Tekst źródłowy =
_ _ _ _ _ _ _

12 marca 2010

Co jest Twoim celem życiowym?


Ale to był tylko film... To był film o prawdziwej miłości... Nie dało się nie płakać... Po prostu nie dało.

Romantyczka za mnie!

Marzę o idealnej miłości. Ale ideałów nie ma. Idealny jest tylko Szef... Tak! Szef każdego dnia uświadamia mnie jak bardzo mnie kocha! Ale mi jeszcze chodzi o taką miłość damsko-męską.

Hmm... „Ja nie wiem, co piję, lecz jeśli to miłość, to proszę mi dolać” :)

Oglądając ten, jakże piękny film („Szkoła uczuć”) zrodziła się jeszcze jedna myśl w mojej głowie. A raczej pytanie. Co jest moim celem w życiu? Co chcę w życiu osiągnąć? Hmm... Zbawienie – cel każdego chrześcijanina myślę. A tak poza tym, to chcę założyć szczęśliwa rodzinę, i się wykształcić. Zawsze mi się marzył tytuł inżyniera – zobaczymy, może kiedyś... :) Albo „może Bóg ma dla mnie większy plan, niż sama ja”?

Czuć wiosnę.

5 komentarze:

n-talek pisze...

czuć wiosnę C:

Przemo pisze...

Chciałem skomentować, ale się powstrzymam.

Staszek pisze...

Z pewnością Bóg nas lepiej zna... I ma dla nas najlepszy plan... :)

Natalia pisze...

a ja nie oglądałam Szkoły uczuć;)
wiesz, też marzę, a raczej czekam niecierpliwie na wieelką miłość, księcia na koniu itp. mam nadzieję, że uda Ci się zdobyć tytuł inż., jakby coś to mogę oddać swój, bo już mi się znudził;)

_ _ _ _ _ _ _

Twoje zadanie =
Wypisz bez zmian wszystko z tekstu źródłowego od słów „Co jest Twoim” w dół aż po słowa „Czuć wiosnę.”. Rekordy zamieszczone niżej nie są potrzebne.

_ _ _ _ _ _ _

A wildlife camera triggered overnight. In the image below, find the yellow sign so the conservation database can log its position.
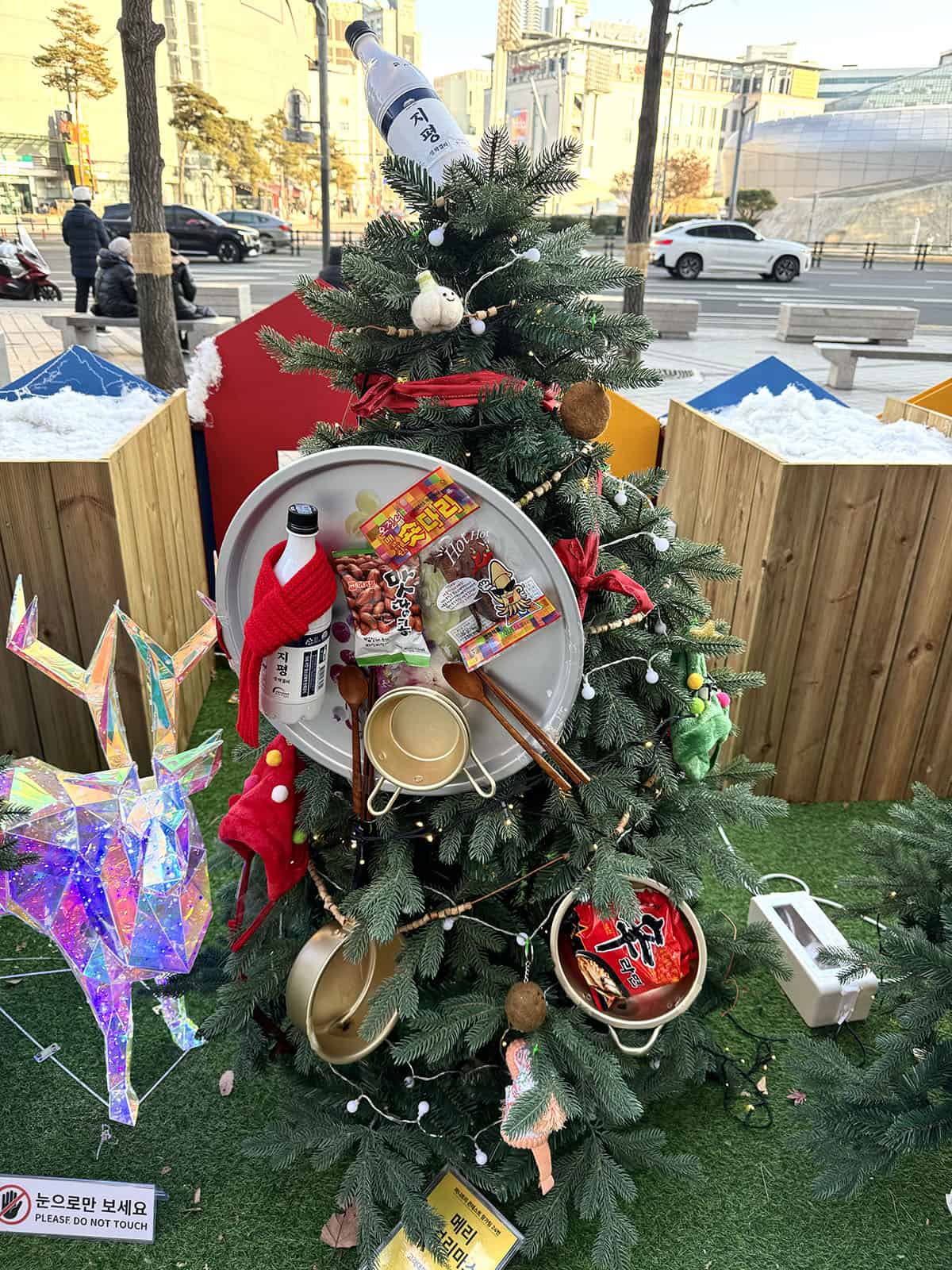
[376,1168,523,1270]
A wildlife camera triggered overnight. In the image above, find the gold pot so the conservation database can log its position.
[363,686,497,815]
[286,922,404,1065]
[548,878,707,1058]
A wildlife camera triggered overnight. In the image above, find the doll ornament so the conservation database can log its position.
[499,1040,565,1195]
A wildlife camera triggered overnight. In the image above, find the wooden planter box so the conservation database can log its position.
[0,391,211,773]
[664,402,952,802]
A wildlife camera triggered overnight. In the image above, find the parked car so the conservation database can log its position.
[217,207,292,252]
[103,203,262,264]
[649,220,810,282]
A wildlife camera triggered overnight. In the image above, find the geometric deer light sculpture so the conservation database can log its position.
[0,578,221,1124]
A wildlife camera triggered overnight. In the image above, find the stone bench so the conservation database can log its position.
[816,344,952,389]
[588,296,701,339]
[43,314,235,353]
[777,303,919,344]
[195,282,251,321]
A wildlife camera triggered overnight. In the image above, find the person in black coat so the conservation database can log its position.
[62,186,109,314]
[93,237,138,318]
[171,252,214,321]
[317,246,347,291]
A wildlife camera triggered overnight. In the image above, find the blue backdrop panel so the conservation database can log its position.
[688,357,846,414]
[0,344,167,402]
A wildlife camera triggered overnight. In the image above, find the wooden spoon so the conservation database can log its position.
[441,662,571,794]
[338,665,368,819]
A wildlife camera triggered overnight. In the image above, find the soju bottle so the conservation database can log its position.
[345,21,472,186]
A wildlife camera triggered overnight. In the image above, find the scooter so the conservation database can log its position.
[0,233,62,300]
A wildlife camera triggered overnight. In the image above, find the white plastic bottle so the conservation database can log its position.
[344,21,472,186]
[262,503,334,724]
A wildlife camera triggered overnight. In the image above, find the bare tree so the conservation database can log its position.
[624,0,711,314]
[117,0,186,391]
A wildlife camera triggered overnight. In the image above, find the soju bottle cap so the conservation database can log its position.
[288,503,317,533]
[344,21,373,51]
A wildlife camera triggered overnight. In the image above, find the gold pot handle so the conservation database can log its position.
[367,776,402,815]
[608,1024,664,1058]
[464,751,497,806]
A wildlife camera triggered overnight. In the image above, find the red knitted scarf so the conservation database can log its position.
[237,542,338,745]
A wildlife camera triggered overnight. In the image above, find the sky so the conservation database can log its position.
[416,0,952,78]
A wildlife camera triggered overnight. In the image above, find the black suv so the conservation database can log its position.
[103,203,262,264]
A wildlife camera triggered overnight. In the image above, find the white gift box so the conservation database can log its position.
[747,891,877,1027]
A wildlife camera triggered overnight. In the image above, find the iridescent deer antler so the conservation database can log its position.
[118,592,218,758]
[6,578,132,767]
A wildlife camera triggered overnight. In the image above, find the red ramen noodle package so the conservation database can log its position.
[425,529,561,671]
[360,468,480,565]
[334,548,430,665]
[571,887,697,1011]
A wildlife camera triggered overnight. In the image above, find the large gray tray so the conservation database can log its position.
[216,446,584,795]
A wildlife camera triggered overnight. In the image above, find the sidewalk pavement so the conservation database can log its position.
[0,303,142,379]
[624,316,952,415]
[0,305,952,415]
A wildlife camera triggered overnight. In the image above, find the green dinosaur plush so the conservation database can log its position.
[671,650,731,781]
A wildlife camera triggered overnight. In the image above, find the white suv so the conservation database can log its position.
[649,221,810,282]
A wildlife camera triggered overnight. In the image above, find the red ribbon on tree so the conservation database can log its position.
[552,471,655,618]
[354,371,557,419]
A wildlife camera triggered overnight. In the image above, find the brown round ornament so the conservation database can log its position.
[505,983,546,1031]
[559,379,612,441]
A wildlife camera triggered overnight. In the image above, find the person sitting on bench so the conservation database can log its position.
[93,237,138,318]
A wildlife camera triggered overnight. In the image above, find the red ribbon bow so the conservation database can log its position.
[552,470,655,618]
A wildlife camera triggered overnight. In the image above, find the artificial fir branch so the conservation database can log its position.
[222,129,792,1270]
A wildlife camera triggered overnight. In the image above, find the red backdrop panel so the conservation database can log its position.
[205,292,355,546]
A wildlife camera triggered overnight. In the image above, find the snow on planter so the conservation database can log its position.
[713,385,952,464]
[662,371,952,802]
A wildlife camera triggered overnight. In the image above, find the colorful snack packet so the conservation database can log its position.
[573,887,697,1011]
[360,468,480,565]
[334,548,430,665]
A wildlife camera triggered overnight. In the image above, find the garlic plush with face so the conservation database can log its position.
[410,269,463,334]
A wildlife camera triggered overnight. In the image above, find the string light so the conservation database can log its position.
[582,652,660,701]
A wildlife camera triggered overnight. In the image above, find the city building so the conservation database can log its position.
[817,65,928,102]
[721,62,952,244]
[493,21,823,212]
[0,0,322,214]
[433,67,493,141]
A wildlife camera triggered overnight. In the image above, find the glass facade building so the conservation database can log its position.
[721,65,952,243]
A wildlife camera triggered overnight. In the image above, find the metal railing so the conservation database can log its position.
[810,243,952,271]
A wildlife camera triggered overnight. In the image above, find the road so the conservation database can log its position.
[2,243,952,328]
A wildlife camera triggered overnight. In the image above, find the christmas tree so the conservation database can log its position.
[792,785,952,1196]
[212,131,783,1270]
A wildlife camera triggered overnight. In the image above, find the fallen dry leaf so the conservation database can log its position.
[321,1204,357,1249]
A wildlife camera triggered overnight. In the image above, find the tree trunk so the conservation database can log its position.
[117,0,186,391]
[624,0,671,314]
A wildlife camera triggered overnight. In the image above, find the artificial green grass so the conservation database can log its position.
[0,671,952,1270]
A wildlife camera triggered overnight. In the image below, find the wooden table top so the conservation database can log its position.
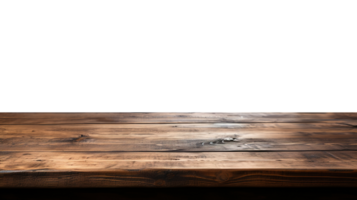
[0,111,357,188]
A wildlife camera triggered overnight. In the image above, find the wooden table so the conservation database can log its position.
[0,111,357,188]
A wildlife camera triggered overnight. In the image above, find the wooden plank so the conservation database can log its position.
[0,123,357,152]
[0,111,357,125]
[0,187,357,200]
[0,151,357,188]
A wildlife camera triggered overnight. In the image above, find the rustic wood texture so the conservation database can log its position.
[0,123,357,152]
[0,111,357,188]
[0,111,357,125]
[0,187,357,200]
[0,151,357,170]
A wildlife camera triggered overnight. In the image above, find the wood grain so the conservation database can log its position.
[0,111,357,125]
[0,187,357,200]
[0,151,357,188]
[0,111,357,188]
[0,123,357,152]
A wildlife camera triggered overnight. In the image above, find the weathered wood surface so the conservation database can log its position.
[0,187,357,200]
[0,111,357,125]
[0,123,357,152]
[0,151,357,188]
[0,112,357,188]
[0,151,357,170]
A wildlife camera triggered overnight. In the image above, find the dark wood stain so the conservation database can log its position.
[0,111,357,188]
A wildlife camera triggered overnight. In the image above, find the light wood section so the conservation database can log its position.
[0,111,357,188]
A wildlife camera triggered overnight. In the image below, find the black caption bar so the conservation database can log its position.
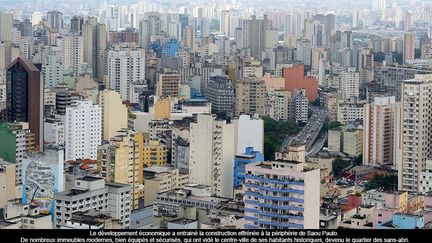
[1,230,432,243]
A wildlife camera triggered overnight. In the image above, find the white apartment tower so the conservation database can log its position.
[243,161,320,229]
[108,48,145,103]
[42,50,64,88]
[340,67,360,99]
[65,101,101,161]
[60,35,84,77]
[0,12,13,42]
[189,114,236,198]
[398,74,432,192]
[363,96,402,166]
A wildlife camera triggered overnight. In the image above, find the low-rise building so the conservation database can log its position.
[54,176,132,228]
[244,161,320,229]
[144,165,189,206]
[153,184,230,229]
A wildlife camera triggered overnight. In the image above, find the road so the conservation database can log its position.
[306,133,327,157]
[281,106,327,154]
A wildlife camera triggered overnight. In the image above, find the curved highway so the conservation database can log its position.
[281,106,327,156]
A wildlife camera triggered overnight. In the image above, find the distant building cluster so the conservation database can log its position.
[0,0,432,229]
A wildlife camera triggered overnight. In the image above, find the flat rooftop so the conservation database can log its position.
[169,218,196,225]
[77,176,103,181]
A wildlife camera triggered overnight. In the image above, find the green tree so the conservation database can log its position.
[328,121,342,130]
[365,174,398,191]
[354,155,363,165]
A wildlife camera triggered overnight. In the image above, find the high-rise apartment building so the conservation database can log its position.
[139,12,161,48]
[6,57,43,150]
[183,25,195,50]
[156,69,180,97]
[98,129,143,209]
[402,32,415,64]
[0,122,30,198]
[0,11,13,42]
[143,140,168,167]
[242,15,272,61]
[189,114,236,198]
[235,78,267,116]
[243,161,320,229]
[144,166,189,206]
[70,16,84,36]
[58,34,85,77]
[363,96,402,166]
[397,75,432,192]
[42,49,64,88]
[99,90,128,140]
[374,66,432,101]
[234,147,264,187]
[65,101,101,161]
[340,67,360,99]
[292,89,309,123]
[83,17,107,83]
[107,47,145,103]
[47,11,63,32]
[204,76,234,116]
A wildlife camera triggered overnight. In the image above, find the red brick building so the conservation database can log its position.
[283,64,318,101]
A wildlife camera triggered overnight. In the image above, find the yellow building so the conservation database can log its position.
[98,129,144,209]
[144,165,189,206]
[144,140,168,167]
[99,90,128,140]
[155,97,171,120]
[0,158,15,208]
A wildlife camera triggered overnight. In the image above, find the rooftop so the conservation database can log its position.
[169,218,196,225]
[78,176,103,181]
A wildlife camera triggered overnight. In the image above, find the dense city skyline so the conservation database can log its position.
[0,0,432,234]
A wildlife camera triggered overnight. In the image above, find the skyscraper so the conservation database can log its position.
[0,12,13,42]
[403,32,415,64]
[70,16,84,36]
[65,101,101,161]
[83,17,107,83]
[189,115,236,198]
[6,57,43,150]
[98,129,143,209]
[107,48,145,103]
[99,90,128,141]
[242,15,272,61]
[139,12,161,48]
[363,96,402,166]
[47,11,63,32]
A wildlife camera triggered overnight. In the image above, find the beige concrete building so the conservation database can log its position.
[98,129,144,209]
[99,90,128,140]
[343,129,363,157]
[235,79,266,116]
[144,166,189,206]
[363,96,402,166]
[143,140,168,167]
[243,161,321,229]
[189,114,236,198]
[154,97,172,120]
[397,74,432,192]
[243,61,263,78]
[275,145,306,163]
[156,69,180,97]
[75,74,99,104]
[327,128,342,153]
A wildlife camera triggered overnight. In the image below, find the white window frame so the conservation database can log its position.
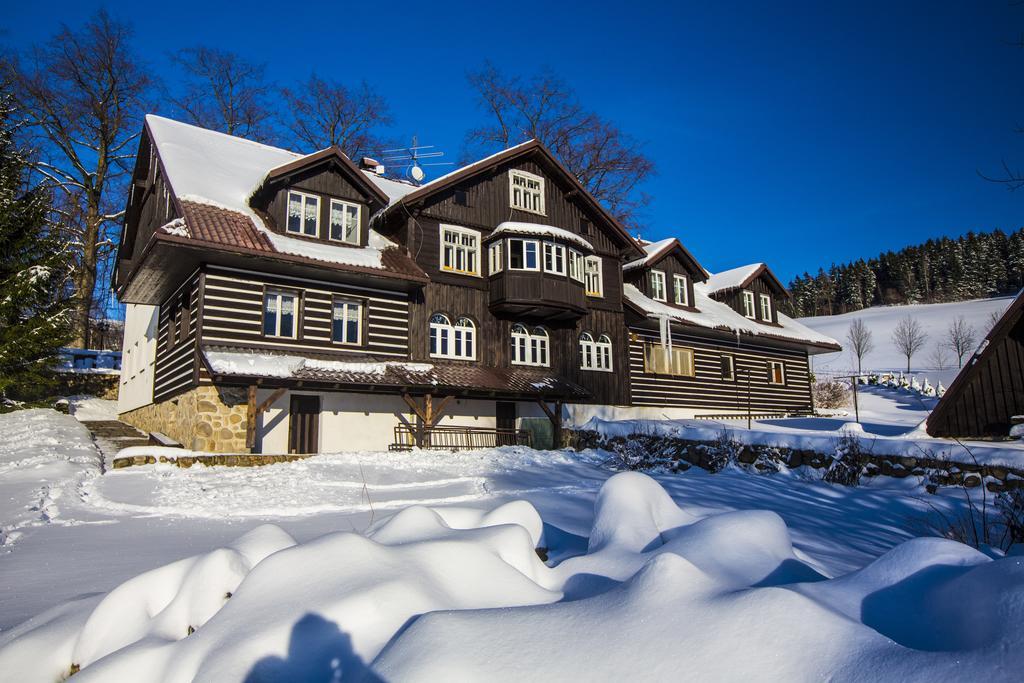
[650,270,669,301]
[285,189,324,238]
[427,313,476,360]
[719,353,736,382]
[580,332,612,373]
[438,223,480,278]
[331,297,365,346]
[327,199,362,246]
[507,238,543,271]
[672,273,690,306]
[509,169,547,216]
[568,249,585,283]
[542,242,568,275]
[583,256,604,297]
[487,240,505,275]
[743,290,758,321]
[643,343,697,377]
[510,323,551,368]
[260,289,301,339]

_ _ _ _ _ _ _

Wynik =
Co jest Twoim celem życiowym?


Ale to był tylko film... To był film o prawdziwej miłości... Nie dało się nie płakać... Po prostu nie dało.

Romantyczka za mnie!

Marzę o idealnej miłości. Ale ideałów nie ma. Idealny jest tylko Szef... Tak! Szef każdego dnia uświadamia mnie jak bardzo mnie kocha! Ale mi jeszcze chodzi o taką miłość damsko-męską.

Hmm... „Ja nie wiem, co piję, lecz jeśli to miłość, to proszę mi dolać” :)

Oglądając ten, jakże piękny film („Szkoła uczuć”) zrodziła się jeszcze jedna myśl w mojej głowie. A raczej pytanie. Co jest moim celem w życiu? Co chcę w życiu osiągnąć? Hmm... Zbawienie – cel każdego chrześcijanina myślę. A tak poza tym, to chcę założyć szczęśliwa rodzinę, i się wykształcić. Zawsze mi się marzył tytuł inżyniera – zobaczymy, może kiedyś... :) Albo „może Bóg ma dla mnie większy plan, niż sama ja”?

Czuć wiosnę.